How many lines in the listing below contain the string "black"? Case must match exactly; reply with the number alone.

● ● ● ● ●

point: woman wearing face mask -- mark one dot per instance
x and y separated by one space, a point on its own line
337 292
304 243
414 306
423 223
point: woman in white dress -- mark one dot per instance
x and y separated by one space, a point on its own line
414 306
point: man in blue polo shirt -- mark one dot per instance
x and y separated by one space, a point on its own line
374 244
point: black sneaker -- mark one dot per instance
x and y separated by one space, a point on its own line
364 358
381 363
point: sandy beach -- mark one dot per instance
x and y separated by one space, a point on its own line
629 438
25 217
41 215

● ● ● ● ●

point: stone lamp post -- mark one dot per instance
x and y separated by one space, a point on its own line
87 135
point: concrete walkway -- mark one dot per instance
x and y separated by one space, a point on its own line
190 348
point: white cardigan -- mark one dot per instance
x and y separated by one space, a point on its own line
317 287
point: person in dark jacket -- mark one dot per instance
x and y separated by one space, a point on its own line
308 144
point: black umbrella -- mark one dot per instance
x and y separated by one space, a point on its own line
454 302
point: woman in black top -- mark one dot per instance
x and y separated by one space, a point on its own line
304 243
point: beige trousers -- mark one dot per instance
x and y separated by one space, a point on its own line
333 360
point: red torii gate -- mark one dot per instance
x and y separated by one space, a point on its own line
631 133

● ● ● ● ●

Written response: 3